Los comandantes de los dos barcos que ahora, al cabo de año y medio de vida común, están frente a frente a punto de darse el adiós —Gómez de Espinosa y Sebastián de Elcano—, lo estuvieron ya otra vez en momentos decisivos. Aquella noche memorable de la sublevación en Puerto San Julián, el entonces maestre de armas Gómez de Espinosa fue el más fiel apoyo de Magallanes; su audaz puñalada reconquistó el Victoria, salvando así la continuación de la ruta. Sebastián de Elcano, entonces un joven «sobresaliente» vasco, se puso, en cambio, aquella noche al lado de los amotinados: con su ayuda, los otros rebeldes dominaron el San Antonio. Agradecido Magallanes, recompensó al fiel Gómez de Espinosa y perdonó, indulgente, a Elcano. Si el destino hiciera justicia, Espinosa debiera ser ahora elegido para dar remate a la gloriosa gesta de Magallanes, puesto que fue quien aseguró el triunfo de su idea. Pero, más generoso que justo, el destino se inclina en favor de los que no lo tienen merecido. Mientras Espinosa con sus compañeros de glorias y fatigas, tripulantes del Trinidad, al cabo de indecibles andanzas y sufrimientos caerá sin fama y la Historia, ingrata, se olvidará de él, coronarán las estrellas con un destello de inmortalidad la frente de quien precisamente quiso poner obstáculo a la acción de Magallanes, del agitador un día contra el almirante: Sebastián de Elcano.
======
Tareas del ejercicio –
1 > Según el texto sobre Gómez de Espinosa y Elcano, ¿qué barco dominaron los rebeldes con la ayuda de Elcano la noche de la sublevación en Puerto San Julián?
2 > Prosigue el texto sobre Gómez de Espinosa y Elcano a partir de su última oración.
======
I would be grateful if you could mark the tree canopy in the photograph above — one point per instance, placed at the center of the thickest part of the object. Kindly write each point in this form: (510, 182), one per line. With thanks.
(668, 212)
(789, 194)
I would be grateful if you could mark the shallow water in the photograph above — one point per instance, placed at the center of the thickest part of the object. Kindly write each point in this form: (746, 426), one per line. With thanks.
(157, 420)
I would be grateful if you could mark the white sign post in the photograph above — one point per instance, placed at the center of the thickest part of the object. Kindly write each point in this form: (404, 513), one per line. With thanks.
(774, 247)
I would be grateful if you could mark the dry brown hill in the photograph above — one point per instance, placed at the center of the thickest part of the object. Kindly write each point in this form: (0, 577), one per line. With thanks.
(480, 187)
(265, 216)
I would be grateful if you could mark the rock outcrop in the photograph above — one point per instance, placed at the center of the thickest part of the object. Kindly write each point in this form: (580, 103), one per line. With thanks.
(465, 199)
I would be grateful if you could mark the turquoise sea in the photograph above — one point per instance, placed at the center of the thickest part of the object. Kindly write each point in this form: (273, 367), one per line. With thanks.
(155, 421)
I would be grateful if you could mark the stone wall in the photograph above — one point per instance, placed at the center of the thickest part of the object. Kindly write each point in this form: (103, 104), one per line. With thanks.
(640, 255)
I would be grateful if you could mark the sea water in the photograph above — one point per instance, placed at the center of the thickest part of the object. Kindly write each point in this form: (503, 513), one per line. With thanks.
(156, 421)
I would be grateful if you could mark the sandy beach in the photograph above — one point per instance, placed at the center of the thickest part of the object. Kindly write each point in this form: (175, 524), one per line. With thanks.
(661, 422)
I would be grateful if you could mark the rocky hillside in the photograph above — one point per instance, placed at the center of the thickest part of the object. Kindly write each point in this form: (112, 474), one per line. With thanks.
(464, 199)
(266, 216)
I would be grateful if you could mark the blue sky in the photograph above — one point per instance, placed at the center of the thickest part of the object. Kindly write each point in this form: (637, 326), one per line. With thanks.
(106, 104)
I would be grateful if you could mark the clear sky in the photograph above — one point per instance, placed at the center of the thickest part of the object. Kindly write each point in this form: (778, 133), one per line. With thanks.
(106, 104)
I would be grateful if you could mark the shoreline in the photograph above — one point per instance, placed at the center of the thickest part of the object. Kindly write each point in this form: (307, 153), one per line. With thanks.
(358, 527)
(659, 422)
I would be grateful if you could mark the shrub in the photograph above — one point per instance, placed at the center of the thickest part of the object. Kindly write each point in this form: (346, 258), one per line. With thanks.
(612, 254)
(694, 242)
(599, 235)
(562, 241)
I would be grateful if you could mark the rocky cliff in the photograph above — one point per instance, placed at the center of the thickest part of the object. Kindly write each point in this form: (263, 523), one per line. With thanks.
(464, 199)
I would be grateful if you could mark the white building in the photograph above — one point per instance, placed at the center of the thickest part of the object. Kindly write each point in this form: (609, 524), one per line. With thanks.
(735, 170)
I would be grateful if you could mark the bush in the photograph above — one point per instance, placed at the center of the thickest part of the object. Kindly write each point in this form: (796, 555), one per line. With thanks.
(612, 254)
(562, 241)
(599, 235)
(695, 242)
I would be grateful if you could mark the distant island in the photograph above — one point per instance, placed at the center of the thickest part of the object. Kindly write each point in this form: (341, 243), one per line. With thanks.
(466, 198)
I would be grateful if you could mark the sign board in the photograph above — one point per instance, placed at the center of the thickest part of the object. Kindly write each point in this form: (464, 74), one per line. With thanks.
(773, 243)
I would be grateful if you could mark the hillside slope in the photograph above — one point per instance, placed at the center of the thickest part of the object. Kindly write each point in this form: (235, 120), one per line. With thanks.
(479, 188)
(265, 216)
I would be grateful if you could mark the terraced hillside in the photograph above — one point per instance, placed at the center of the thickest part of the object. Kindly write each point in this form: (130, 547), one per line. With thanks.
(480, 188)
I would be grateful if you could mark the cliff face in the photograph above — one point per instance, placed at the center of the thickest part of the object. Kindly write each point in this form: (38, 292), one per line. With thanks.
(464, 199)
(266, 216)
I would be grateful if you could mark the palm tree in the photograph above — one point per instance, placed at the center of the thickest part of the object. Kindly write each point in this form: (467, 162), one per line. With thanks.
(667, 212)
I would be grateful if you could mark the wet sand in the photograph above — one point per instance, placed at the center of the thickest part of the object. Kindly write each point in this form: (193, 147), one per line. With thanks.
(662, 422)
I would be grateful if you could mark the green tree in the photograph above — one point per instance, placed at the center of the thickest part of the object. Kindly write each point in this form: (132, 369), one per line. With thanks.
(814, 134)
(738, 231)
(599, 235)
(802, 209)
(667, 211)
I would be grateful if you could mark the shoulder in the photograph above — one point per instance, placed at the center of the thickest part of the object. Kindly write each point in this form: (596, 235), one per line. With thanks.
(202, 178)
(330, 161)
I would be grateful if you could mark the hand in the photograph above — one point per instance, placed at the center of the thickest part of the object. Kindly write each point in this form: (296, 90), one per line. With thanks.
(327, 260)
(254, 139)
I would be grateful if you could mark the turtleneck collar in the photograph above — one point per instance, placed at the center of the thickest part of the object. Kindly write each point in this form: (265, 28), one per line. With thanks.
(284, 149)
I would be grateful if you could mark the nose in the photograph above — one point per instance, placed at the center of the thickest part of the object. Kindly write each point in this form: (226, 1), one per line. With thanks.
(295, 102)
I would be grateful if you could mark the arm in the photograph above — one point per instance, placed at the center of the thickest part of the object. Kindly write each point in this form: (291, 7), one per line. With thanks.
======
Problemas resueltos –
1 > El San Antonio.

2 >
¡Impresionante despedida en el otro extremo de la tierra! Cuarenta y siete hombres, oficiales y marineros, van a emprender el regreso en el Victoria, y cincuenta y uno permanecerán en Tidore al cuidado del Trinidad. Hasta el momento de la partida, los destinados a quedarse alternan con sus camaradas a bordo, dándoles el último abrazo, confiándoles cartas o encomendándoles algo para su hogar. Los años de penas y fatigas en común han hecho de aquella tripulación de la vieja Armada, constituida por individuos de todas las razas y lenguas, un todo indivisible. No hay diferencias ni disputas que los separen. Por fin, cuando el Victoria leva anclas, los que se quedan no se resignan a despedirse todavía. En los botes o en embarcaciones malayas reman junto a la nave que parte pausadamente, para verlos una vez más, para dar voces cordiales. Hasta que llega el crepúsculo y sus brazos desfallecen, no se deciden a volver a la playa, junto a la cual les llega aún el ruido de las salvas de los cañones, último adiós de sus hermanos. Y así empieza el Victoria, única nave que queda de la flota de Magallanes, su inolvidable viaje de regreso.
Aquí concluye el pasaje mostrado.